- [WRITTEN EXERCISE] Copy out, word for word, the entire post below on ASC 320 debt securities and the troubles at Silicon Valley Bank.

- [SELECTED EXCERPT]

But Why? ASC 320 Classification & Measurement Reminders
But Why? ASC 320 Classification & Measurement Reminders

But Why? ASC 320 Classification & Measurement Reminders

A series of “why” questions at the dinner table served as the inspiration for today’s post exploring aspects of ASC 320, Debt Securities and recent events involving debt securities in the U.S. banking industry. Let me first set the scene…with a 2.5 year old running around, I’ve become no stranger to being asked “but why, Mommy,”; however I didn’t expect a series of “but why” questions from my husband! One evening at dinner, my husband asked what was going on with these banks and why it happened. (And once he said the magic “why” word, my daughter took the cue and chimed in asking “but why?” after every answer I gave him – it’s a good thing she’s cute!)

Why did the issues at Silicon Valley Bank happen?

If you haven’t heard, there have been some issues in the U.S. banking industry recently; this post will focus on issues at Silicon Valley Bank (SVB) and debt securities. A quick Google search will help you dive into the details regarding these failures, but I’ll try to quickly break it down for you. Simply put, SVB became insolvent and the banking regulators stepped in to protect the public. SVB’s insolvency was caused by a bank run – too many people wanted to withdraw their deposits at the bank and the bank didn’t have the funds. But why did all of these people want to withdraw their funds all at the same time? Well, that’s a bit more complicated.

- [RECORDS SUPPLIED]
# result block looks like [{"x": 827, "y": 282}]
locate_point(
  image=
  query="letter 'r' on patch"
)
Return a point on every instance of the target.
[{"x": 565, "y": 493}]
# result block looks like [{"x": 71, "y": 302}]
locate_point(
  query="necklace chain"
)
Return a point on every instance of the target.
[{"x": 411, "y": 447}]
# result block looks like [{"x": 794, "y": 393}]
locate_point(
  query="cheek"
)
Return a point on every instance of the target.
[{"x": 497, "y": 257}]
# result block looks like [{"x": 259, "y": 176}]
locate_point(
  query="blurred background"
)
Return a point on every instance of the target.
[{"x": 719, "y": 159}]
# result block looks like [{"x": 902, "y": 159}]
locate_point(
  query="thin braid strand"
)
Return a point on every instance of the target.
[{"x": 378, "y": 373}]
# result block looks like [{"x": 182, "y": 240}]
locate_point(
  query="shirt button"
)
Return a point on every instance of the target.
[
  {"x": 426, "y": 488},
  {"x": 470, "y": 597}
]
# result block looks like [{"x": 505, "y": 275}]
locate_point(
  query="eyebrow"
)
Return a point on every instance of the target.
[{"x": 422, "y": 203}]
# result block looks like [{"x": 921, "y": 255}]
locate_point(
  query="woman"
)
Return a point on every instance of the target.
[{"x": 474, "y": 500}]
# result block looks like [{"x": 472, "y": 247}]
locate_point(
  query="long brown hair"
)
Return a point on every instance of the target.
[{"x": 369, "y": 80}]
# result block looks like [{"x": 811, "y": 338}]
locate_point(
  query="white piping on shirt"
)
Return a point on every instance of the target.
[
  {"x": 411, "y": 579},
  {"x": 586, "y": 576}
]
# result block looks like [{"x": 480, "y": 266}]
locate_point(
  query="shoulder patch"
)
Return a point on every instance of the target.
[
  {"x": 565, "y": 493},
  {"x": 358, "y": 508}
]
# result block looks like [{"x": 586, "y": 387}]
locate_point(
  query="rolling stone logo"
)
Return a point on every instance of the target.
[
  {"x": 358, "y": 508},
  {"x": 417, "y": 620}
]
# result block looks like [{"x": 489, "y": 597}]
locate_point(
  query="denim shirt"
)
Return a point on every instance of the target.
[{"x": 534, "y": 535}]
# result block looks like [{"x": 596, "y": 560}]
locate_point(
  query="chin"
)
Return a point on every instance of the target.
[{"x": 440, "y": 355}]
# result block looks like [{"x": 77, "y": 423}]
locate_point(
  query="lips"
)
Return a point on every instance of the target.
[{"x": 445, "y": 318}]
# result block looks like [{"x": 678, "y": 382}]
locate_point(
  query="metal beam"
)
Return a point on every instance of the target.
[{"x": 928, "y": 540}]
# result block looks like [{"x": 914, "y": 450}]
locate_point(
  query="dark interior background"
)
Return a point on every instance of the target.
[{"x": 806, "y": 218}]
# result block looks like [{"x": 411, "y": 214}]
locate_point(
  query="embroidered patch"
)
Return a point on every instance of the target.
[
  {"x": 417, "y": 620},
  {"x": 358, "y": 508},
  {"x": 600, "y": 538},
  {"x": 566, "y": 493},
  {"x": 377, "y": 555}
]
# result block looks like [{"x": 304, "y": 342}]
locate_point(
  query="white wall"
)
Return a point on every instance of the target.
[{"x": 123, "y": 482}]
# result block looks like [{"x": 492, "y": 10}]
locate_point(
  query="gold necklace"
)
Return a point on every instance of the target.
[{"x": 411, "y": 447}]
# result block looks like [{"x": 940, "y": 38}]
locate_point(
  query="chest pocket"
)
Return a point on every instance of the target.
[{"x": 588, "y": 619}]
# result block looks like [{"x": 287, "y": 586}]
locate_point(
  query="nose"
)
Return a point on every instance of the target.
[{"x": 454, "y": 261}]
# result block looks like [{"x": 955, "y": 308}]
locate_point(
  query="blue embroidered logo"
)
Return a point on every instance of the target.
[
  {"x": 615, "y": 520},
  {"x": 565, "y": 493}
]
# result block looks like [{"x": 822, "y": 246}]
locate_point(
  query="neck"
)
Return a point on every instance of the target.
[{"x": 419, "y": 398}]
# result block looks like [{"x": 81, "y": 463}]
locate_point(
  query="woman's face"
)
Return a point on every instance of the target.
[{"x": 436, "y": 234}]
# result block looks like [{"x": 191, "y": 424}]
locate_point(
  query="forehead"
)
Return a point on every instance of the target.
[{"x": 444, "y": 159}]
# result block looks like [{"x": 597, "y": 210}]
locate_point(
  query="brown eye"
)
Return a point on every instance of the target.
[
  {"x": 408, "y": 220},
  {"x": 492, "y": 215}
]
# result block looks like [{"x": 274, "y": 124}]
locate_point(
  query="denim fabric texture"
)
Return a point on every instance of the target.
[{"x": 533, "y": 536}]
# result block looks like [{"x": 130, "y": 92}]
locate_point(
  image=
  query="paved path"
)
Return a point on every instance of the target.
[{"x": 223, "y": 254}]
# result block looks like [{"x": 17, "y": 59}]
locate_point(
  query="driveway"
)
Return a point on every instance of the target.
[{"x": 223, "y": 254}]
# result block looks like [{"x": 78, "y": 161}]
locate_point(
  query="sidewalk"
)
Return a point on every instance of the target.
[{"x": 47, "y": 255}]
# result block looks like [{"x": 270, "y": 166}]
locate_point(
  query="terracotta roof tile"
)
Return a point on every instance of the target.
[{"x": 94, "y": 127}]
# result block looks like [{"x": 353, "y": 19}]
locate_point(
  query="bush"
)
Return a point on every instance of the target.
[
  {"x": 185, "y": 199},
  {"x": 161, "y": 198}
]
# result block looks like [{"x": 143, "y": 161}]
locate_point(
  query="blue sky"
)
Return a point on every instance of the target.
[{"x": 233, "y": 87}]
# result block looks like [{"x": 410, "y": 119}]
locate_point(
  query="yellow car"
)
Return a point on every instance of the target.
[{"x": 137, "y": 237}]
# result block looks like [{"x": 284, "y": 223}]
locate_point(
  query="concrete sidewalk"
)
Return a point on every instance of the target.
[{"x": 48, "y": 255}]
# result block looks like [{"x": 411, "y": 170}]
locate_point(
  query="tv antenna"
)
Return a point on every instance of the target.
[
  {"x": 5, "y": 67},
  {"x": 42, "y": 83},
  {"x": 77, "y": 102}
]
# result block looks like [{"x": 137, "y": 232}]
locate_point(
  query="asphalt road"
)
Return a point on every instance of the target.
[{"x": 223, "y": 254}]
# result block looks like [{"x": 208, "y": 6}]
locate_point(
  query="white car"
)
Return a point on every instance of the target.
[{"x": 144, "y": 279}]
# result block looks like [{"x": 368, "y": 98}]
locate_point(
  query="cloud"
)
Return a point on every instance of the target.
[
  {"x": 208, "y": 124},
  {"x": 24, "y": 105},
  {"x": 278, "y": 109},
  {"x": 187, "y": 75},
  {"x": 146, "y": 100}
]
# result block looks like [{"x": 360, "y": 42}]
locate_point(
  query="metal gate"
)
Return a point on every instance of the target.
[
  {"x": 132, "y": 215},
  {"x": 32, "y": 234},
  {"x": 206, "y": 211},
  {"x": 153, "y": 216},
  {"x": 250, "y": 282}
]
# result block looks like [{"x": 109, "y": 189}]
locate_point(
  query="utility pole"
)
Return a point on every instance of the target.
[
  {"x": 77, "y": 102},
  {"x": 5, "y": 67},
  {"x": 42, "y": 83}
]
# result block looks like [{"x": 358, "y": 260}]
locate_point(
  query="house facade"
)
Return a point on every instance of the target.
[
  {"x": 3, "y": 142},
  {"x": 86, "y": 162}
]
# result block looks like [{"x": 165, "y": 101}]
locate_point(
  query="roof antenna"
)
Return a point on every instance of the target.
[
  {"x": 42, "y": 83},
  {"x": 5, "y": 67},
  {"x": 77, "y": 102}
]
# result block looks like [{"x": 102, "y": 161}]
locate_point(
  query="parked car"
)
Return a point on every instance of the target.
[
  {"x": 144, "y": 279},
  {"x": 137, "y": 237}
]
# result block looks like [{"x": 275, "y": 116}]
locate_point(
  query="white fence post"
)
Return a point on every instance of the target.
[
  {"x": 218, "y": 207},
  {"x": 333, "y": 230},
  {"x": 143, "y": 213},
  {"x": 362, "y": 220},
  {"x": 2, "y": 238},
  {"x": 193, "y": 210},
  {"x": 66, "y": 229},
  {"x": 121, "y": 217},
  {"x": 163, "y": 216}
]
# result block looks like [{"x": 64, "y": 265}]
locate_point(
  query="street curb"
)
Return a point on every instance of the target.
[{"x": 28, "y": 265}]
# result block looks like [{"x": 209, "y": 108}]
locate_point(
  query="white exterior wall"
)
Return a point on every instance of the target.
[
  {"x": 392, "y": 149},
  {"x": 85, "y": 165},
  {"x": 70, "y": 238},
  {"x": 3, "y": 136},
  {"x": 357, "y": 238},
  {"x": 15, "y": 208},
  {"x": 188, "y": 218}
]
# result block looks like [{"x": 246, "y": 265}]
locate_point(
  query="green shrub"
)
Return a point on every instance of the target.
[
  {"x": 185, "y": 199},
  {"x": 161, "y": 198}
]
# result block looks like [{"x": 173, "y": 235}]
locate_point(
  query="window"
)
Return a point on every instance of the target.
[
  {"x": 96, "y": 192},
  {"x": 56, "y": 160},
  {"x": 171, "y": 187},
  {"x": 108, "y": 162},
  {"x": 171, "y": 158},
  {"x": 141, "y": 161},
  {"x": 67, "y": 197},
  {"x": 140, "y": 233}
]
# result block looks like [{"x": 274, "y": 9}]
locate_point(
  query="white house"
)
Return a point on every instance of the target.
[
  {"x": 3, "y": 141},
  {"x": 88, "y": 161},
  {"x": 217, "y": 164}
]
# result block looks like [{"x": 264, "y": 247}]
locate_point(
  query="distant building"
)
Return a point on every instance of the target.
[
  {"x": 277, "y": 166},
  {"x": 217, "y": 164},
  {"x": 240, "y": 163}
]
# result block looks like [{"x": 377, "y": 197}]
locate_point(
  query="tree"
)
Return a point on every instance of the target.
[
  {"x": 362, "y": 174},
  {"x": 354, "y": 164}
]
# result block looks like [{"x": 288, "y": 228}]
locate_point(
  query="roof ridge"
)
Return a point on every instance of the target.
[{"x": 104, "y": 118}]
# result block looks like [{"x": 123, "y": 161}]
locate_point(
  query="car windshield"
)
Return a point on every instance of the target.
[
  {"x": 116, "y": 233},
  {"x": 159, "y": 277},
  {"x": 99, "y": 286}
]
---
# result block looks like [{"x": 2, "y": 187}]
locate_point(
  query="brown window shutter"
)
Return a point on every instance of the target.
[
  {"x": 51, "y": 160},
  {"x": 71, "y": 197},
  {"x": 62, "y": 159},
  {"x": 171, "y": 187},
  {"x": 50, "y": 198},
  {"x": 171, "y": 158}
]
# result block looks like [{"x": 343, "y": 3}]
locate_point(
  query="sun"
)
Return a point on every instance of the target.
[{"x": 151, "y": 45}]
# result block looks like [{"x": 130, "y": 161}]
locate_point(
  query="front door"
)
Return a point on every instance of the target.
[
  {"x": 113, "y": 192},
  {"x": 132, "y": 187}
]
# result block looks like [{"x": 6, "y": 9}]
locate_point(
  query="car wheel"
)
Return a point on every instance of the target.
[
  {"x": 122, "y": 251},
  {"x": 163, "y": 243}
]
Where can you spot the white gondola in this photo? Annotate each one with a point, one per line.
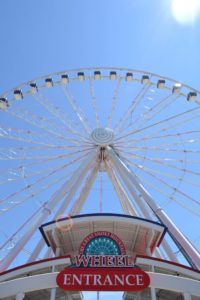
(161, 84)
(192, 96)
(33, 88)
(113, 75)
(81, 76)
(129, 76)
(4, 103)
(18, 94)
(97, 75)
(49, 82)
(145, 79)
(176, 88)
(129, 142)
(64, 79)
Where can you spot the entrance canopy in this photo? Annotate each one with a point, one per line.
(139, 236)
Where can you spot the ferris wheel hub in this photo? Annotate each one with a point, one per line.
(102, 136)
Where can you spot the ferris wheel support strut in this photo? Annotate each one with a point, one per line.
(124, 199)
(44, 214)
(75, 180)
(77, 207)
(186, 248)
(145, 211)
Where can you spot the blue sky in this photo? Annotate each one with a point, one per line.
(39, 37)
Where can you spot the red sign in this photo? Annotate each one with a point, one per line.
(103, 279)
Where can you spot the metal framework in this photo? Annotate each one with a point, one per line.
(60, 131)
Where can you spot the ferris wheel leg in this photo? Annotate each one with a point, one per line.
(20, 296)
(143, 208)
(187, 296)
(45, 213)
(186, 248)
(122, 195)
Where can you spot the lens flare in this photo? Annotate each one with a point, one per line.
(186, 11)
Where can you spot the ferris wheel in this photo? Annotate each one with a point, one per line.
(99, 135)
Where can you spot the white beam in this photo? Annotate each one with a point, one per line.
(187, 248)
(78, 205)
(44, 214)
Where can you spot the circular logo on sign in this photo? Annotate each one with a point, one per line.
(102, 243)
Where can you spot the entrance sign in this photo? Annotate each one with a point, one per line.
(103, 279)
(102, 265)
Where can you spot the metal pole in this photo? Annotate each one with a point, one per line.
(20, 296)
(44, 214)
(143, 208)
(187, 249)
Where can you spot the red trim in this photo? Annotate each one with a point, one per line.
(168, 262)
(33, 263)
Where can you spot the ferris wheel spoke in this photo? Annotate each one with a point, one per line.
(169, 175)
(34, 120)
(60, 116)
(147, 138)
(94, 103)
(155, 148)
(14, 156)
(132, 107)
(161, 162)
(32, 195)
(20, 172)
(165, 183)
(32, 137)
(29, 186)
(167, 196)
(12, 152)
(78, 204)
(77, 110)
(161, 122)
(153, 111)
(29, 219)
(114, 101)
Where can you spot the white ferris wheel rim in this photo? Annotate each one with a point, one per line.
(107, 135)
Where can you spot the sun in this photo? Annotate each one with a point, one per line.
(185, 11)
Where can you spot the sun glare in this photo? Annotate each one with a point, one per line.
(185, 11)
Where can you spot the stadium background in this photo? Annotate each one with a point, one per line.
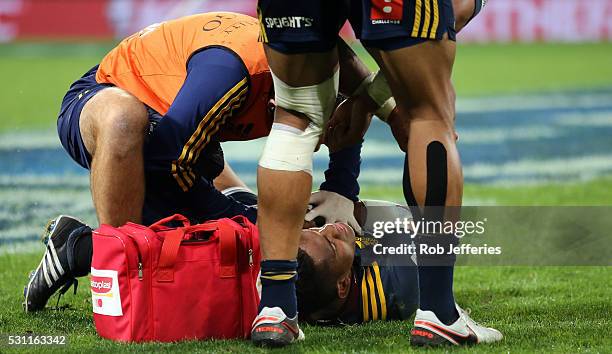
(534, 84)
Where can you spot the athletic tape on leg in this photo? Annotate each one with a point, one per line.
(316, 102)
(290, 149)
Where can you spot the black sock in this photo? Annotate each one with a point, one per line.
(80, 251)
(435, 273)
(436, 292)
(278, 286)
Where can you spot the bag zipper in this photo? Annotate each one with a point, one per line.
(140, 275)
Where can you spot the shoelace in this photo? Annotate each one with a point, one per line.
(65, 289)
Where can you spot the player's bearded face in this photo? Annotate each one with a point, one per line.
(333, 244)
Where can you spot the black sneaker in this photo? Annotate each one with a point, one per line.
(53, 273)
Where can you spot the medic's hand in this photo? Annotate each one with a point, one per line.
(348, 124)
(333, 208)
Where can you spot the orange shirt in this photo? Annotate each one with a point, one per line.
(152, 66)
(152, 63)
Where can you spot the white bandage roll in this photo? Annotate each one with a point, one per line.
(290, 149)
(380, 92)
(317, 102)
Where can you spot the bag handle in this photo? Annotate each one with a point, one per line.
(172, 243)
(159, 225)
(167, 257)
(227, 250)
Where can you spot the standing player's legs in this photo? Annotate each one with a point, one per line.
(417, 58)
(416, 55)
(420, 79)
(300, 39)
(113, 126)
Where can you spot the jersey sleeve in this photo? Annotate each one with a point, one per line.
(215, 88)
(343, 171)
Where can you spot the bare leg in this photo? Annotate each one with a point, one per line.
==
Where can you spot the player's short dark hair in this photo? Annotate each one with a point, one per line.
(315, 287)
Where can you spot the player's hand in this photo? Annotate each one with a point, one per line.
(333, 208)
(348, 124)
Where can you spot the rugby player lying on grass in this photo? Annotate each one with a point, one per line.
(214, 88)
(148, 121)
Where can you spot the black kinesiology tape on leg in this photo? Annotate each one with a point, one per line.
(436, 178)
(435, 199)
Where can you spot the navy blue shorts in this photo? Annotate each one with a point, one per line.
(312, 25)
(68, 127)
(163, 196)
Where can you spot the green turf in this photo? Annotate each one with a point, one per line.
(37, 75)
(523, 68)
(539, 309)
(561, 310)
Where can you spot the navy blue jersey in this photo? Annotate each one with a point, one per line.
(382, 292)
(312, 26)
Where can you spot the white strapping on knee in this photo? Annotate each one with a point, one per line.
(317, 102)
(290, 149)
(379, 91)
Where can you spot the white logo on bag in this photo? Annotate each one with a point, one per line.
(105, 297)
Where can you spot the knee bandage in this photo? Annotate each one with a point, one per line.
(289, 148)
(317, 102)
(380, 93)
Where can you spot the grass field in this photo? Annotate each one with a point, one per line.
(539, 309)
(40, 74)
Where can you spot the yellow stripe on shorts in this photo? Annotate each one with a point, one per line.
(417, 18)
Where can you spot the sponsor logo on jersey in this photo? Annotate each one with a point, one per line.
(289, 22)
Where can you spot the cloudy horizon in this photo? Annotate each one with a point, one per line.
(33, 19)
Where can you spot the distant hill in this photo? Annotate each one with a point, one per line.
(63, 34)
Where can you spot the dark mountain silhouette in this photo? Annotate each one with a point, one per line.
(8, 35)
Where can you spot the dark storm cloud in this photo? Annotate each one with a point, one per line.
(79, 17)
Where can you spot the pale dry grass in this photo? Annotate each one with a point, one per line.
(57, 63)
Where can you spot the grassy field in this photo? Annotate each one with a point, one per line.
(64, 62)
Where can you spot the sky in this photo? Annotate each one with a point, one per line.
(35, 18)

- [FINISHED TASK]
But Why? ASC 320 Classification & Measurement Reminders
But Why? ASC 320 Classification & Measurement Reminders

But Why? ASC 320 Classification & Measurement Reminders

A series of “why” questions at the dinner table served as the inspiration for today’s post exploring aspects of ASC 320, Debt Securities and recent events involving debt securities in the U.S. banking industry. Let me first set the scene…with a 2.5 year old running around, I’ve become no stranger to being asked “but why, Mommy,”; however I didn’t expect a series of “but why” questions from my husband! One evening at dinner, my husband asked what was going on with these banks and why it happened. (And once he said the magic “why” word, my daughter took the cue and chimed in asking “but why?” after every answer I gave him – it’s a good thing she’s cute!)

Why did the issues at Silicon Valley Bank happen?

If you haven’t heard, there have been some issues in the U.S. banking industry recently; this post will focus on issues at Silicon Valley Bank (SVB) and debt securities. A quick Google search will help you dive into the details regarding these failures, but I’ll try to quickly break it down for you. Simply put, SVB became insolvent and the banking regulators stepped in to protect the public. SVB’s insolvency was caused by a bank run – too many people wanted to withdraw their deposits at the bank and the bank didn’t have the funds. But why did all of these people want to withdraw their funds all at the same time? Well, that’s a bit more complicated.